Recorded information:
★ ★ ★ ★ ★ ★ ★
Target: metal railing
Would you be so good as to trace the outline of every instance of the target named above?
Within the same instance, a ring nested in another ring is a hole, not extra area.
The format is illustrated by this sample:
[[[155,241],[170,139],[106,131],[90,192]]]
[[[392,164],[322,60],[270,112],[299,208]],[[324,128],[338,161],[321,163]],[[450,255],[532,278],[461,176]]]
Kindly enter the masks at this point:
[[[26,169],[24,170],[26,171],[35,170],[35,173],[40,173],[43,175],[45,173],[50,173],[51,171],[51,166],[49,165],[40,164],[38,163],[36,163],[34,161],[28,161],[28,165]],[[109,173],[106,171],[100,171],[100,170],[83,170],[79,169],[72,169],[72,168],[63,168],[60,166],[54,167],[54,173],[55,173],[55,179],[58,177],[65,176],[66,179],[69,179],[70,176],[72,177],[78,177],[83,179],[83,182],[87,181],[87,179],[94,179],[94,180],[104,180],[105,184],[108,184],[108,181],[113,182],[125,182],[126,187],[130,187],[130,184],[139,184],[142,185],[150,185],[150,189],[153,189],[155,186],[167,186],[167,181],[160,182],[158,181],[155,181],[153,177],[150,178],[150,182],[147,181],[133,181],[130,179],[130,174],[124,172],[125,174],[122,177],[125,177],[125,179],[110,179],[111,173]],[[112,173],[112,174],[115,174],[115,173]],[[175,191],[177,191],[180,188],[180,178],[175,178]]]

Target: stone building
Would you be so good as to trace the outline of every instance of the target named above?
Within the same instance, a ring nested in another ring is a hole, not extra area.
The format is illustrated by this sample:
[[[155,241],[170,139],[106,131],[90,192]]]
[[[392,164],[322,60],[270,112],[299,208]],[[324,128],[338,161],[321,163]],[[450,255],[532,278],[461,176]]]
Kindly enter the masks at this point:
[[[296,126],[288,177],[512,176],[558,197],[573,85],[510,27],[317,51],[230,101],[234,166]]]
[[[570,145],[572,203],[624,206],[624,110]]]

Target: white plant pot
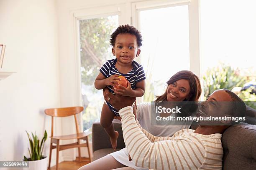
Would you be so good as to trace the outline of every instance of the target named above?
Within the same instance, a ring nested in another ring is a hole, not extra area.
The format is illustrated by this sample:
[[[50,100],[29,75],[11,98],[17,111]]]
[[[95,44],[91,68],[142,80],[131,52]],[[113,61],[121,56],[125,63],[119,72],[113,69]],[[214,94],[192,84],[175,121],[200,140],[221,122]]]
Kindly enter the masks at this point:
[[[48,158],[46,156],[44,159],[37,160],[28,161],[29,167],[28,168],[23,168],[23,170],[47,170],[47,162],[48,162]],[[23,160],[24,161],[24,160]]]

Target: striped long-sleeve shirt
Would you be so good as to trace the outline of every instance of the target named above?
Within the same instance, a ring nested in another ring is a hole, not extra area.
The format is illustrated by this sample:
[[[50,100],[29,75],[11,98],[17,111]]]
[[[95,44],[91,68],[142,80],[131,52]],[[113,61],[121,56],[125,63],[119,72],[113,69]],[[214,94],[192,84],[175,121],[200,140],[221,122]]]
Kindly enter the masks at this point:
★ ★ ★ ★ ★ ★ ★
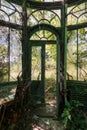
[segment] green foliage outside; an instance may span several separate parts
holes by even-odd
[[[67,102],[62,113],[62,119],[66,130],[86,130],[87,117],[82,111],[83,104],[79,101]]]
★ ★ ★ ★ ★ ★ ★
Directions for this task: Swap "outline" for "border" in the lines from the line with "Target: metal railing" up to and including the line with "[[[570,145],[572,203],[624,206],[624,110]]]". Write out those lines again with nothing else altered.

Result for this task:
Target: metal railing
Would you be so good as to trace the border of every instance of the target named above?
Within the same instance, a ring nested in another ring is a hole, not extra area.
The format is illustrated by this sample:
[[[155,241],[170,139],[106,131],[90,192]]]
[[[392,164],[322,60],[270,112],[299,208]],[[324,128],[338,161],[321,163]],[[450,255],[532,278],[461,176]]]
Kindly enter the masks at this point:
[[[26,169],[24,170],[26,171],[35,170],[35,173],[40,173],[43,175],[45,173],[50,173],[51,171],[51,166],[49,165],[40,164],[38,163],[36,163],[34,161],[28,161],[28,165]],[[109,173],[106,171],[100,171],[100,170],[83,170],[79,169],[72,169],[72,168],[63,168],[60,166],[54,167],[54,173],[55,173],[55,179],[58,177],[65,176],[66,179],[69,179],[70,176],[72,177],[78,177],[83,179],[83,182],[87,181],[87,179],[94,179],[94,180],[104,180],[105,184],[108,184],[108,181],[113,182],[125,182],[126,187],[130,187],[130,184],[139,184],[142,185],[150,185],[150,189],[153,189],[155,186],[167,186],[167,181],[160,182],[158,181],[155,181],[153,177],[150,178],[150,182],[147,181],[133,181],[130,179],[130,174],[124,172],[125,174],[122,177],[125,177],[125,179],[110,179],[111,173]],[[112,173],[112,174],[115,174],[115,173]],[[175,191],[177,191],[180,188],[180,178],[175,178]]]

Target: stone building
Would you be so good as to trace the border of every instance of the target named above?
Within the same instance, a ring nested in another ring is a hole, not extra area.
The format is illustrated by this sample:
[[[155,241],[170,139],[106,131],[90,192]]]
[[[392,164],[322,60],[270,112],[299,208]],[[324,128],[338,161],[321,163]],[[450,255],[532,278],[461,176]]]
Kindly enter the masks at this point:
[[[296,126],[288,177],[512,176],[558,197],[573,85],[510,27],[317,51],[230,101],[234,166]]]
[[[570,145],[572,203],[624,206],[624,110]]]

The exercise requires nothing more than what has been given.